- _Supplied text_
——
Joined: May 2007
Here is something I saved from ARN a long time ago:
(The ARN link is long time dead)
|It seems to me that Behe still is harping on the same sterile theme: Things are so complex they must have been designed. He also insists that ID is a science that should be taught.|
From a transcript made at the DDD3 conference in 2002:
Question from the audience: I’d be interested in hearing you tell us a little bit about what your theory of intelligent design is, as opposed to what evolution isn’t.
Behe replies: Well, that’s a great question, and I know folks on the other side who are sceptical of intelligent design often get frustrated, but I try to be as conservative as I can and I don’t go out beyond what the data can support because I think overreaching is the bane of theories of design. You say that flagellum looks designed so everything is designed, or that everything that looks complex was designed, or something like that.
I think the short answer to your question is, for all of those things, I don’t know.
There not enough data. For the elephant, we have primelephus, the ancestral elephant of the Asian and African elephant, and mammoth. Well, could that happened by random mutation and natural selection? My instinctive answer is sure - it sure looks like it. It doesn’t look like any big deal.
——
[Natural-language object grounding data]
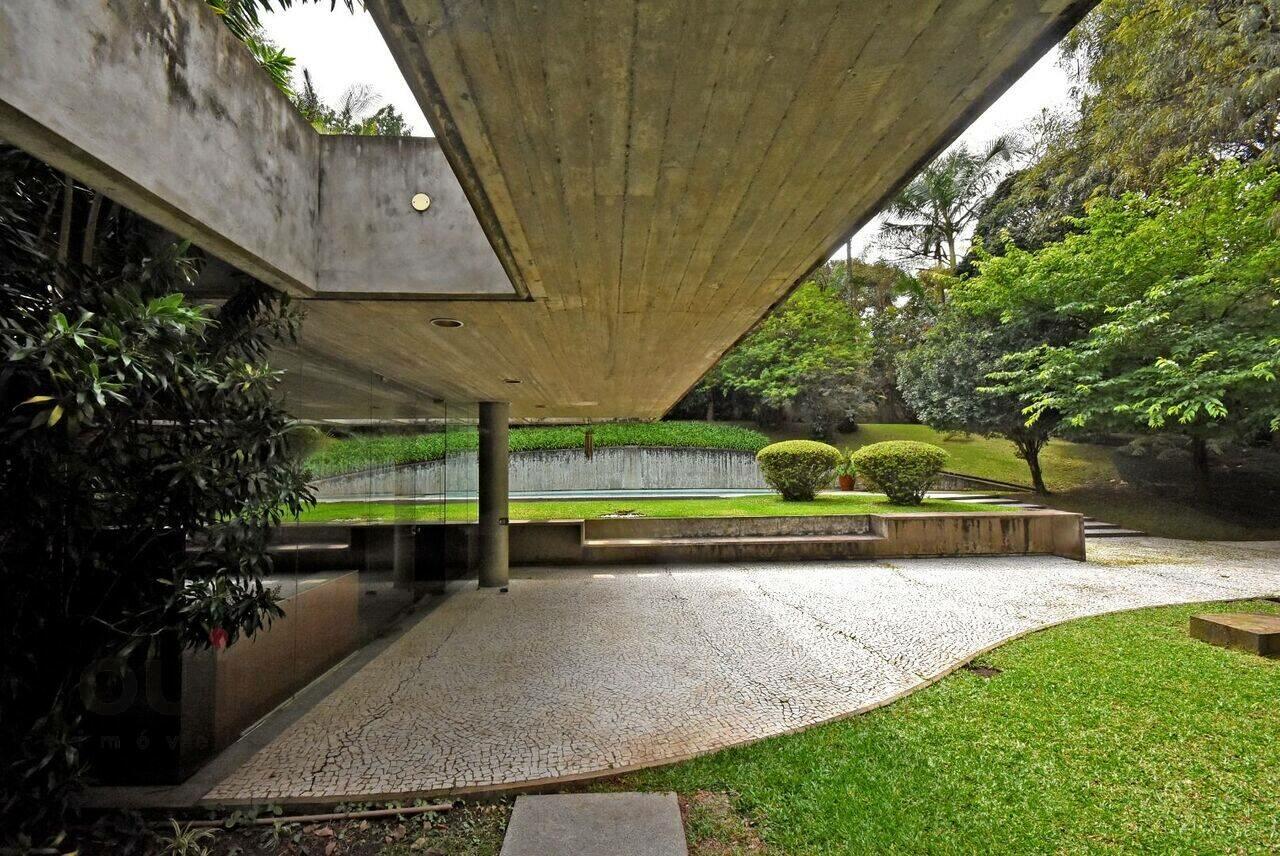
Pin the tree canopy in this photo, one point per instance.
(1175, 298)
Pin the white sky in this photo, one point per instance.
(341, 50)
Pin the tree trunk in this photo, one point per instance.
(1201, 463)
(1037, 475)
(1029, 452)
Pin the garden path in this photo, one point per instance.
(583, 672)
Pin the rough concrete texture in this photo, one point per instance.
(595, 824)
(580, 672)
(156, 104)
(376, 245)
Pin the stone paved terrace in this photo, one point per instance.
(583, 672)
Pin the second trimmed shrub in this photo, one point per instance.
(903, 470)
(799, 468)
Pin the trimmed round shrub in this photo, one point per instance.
(799, 468)
(903, 470)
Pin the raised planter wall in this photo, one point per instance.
(554, 470)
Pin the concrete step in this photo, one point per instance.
(595, 824)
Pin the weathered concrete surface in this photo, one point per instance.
(609, 468)
(658, 174)
(158, 105)
(493, 512)
(154, 103)
(595, 824)
(1251, 632)
(374, 243)
(593, 671)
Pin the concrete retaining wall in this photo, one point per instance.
(609, 468)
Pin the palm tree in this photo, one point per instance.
(927, 219)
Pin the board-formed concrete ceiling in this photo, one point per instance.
(657, 174)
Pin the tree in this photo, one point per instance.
(1174, 297)
(809, 353)
(353, 114)
(1159, 83)
(929, 216)
(944, 380)
(128, 416)
(1148, 108)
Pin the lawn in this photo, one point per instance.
(1116, 733)
(757, 506)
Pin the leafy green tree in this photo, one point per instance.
(944, 380)
(1159, 83)
(131, 421)
(928, 218)
(1170, 81)
(353, 114)
(809, 353)
(1175, 298)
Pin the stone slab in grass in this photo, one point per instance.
(1251, 632)
(595, 824)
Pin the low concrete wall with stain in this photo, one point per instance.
(558, 470)
(319, 627)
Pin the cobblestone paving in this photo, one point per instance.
(583, 671)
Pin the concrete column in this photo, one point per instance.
(494, 417)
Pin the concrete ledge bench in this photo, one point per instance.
(1251, 632)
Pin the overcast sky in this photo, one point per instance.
(341, 50)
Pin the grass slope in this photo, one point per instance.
(760, 506)
(1116, 733)
(361, 452)
(1066, 465)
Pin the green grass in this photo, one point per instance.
(759, 506)
(1107, 735)
(1169, 516)
(361, 452)
(1066, 465)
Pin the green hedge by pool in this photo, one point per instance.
(362, 452)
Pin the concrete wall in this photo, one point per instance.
(376, 243)
(154, 103)
(609, 468)
(158, 105)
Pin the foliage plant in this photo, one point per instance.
(945, 380)
(810, 353)
(799, 468)
(928, 216)
(903, 470)
(1176, 300)
(1160, 83)
(364, 452)
(133, 421)
(846, 466)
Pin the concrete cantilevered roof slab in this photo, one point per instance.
(635, 182)
(661, 173)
——
- _Your tasks_
1 - According to the post about Behe, at what conference and in what year was the transcript made?
2 - Print the part of the post about Behe from "I think the" to "any big deal.".

- _Answers to the exercise_
1 - The DDD3 conference in 2002.

2 -
I think the short answer to your question is, for all of those things, I don’t know.
There not enough data. For the elephant, we have primelephus, the ancestral elephant of the Asian and African elephant, and mammoth. Well, could that happened by random mutation and natural selection? My instinctive answer is sure - it sure looks like it. It doesn’t look like any big deal.